## Verilen Metin
Toplam Okunma 0
Yere oturmuş, dizlerini göğsüne doğru çekmiş, kollarını bacaklarının çevresine dolamış ve başını dizlerine dayamış siyah uzun saçlı bir kadın çizimini sağ profilden görüyoruz, ayakları çıplak. Kadının vücudunun çevresinden bağlandığı izlenimini veren birkaç sıra beyaz bir ip geçiyor. Resmin arka planı koyu ve sağlı sollu kuru ağaç dalları görülüyor.

Merhaba dostlar, hiç kendi alanınızda yabancı olduğunuzu hissettiniz mi? Haydi yoklayalım anıları, eminim ki hepinizin böyle bir durumla karşılaşmışlığı vardır.

 

Evinizde güzel bir akşam yemeği hazırladınız. Masanız neredeyse tamam ve konuklarınız gelmeye başladı. Bir anda kendinizi o eve misafir gelmiş gibi hissettiniz mi? Tüm mutfağınızın kontrolünün sizden çıktığını, her şeyin etraftaki görenlere sorulup o görenlerin de tıpkı ev sahibiymiş gibi davrandıkları ve sizin fikrinizi sormadan herkesi yönlendirmeye başladıkları, böylece yok sayıldığınızı düşündüğünüz oldu mu?

 

Çocuğunuzun bir ihtiyacı olduğunda, sizin o çocukla bir ilginiz yokmuş; annesi veya babası değilmişsiniz gibi bir kenarda bırakılıp etrafınızdaki görenlere söylendiği zaman, “Burnu aktı, siliver.” “Altı kirlenmiş, değiştiriver.” “Su istiyor herhalde, içiriver.” “Çorbasını ya da yemeğini yediriver.” “Şuna baksana, ağlıyor.” Bu gibi Durumlarda varlığınız nerelerde dolaşıyor? Kendi anne ya da babalığı için saygı bekleyen Sayın “Normal” bu davranışlarınla benim anne ya da babalığımı çocuğumun gözünde nerelere düşürdüğünü hiç düşünüyor musun?

## Veri Kayıtları
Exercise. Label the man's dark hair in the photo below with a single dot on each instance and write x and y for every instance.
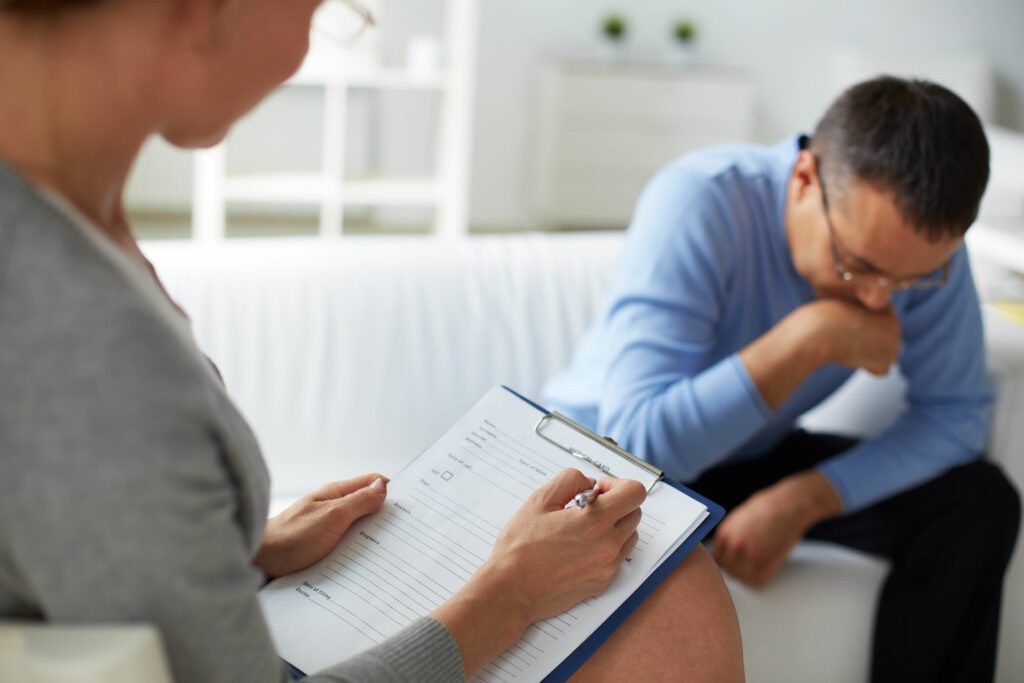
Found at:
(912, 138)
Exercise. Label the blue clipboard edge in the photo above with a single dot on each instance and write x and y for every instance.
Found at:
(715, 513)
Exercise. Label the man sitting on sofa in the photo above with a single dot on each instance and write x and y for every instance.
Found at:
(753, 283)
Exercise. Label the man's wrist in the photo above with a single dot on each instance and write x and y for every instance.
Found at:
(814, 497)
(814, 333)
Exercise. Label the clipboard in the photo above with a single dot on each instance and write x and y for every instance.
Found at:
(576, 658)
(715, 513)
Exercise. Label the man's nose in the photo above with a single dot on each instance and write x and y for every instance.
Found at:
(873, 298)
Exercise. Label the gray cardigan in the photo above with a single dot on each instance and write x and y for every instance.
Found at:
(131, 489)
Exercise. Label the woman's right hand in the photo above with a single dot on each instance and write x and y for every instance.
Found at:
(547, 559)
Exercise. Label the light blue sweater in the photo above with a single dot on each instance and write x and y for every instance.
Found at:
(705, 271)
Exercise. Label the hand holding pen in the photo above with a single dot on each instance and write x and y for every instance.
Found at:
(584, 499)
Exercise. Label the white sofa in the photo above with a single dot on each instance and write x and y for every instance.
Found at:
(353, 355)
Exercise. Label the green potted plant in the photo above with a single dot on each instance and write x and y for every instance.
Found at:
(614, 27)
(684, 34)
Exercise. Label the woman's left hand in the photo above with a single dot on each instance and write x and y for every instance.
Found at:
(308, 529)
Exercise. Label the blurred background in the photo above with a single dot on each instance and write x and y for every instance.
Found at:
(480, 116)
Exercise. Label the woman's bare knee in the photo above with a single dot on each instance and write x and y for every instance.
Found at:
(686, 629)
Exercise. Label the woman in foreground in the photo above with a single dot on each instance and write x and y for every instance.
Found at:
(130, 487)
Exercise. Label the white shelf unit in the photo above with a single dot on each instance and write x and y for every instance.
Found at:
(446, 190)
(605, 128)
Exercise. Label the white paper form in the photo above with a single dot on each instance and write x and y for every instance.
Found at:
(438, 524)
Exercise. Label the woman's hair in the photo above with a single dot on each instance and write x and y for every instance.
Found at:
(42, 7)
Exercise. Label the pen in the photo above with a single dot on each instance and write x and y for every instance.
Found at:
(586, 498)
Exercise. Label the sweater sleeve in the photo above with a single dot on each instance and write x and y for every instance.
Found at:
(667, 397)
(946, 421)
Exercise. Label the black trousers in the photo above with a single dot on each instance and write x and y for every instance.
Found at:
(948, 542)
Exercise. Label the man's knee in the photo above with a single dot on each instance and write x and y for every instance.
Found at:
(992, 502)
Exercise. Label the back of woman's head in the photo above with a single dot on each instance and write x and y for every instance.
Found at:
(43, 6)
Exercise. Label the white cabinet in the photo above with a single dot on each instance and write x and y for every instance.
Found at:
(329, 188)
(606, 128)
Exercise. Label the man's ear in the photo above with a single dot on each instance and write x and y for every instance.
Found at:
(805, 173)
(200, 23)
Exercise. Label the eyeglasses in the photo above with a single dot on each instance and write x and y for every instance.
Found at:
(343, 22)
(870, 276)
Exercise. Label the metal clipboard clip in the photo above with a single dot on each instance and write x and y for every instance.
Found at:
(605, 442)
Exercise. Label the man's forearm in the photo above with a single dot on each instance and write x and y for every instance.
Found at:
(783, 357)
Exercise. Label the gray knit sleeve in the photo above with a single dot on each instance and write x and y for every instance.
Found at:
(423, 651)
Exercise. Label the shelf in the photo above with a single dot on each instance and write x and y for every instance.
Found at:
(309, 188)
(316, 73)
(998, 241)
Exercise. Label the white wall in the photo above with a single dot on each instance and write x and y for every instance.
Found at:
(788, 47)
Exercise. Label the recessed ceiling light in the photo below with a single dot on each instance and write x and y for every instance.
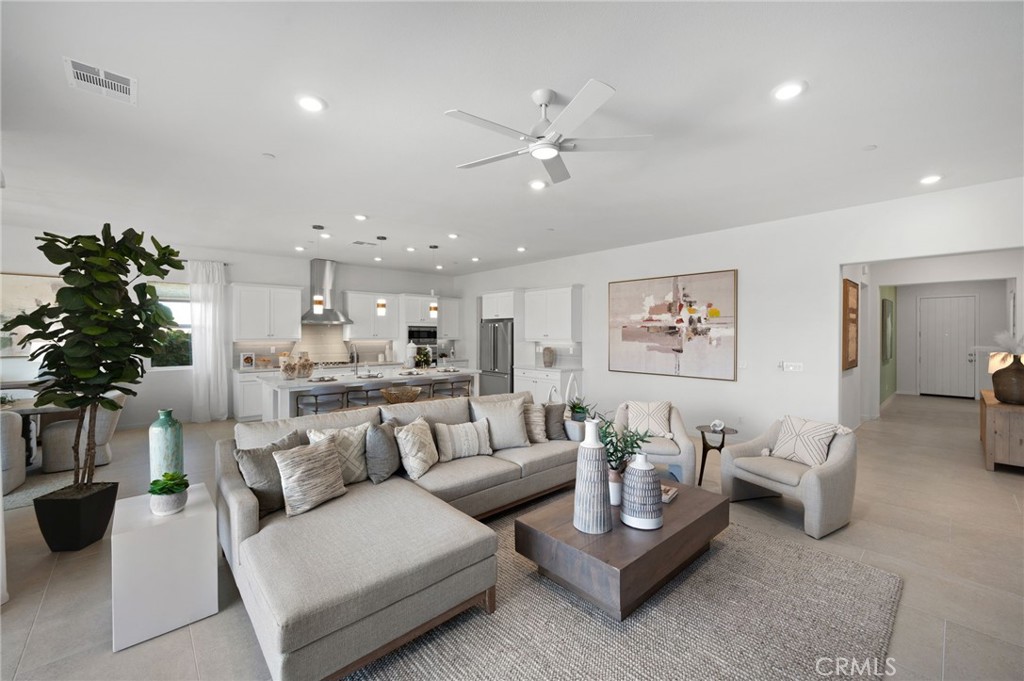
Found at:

## Görev
Verilen metinde çocuğun ihtiyaçları için etraftakilere söylenen tırnak içindeki sözlerde “-iver” ekiyle biten fiilleri metindeki sırasıyla yazın.

## Alıştırma Çözümü
siliver, değiştiriver, içiriver, yediriver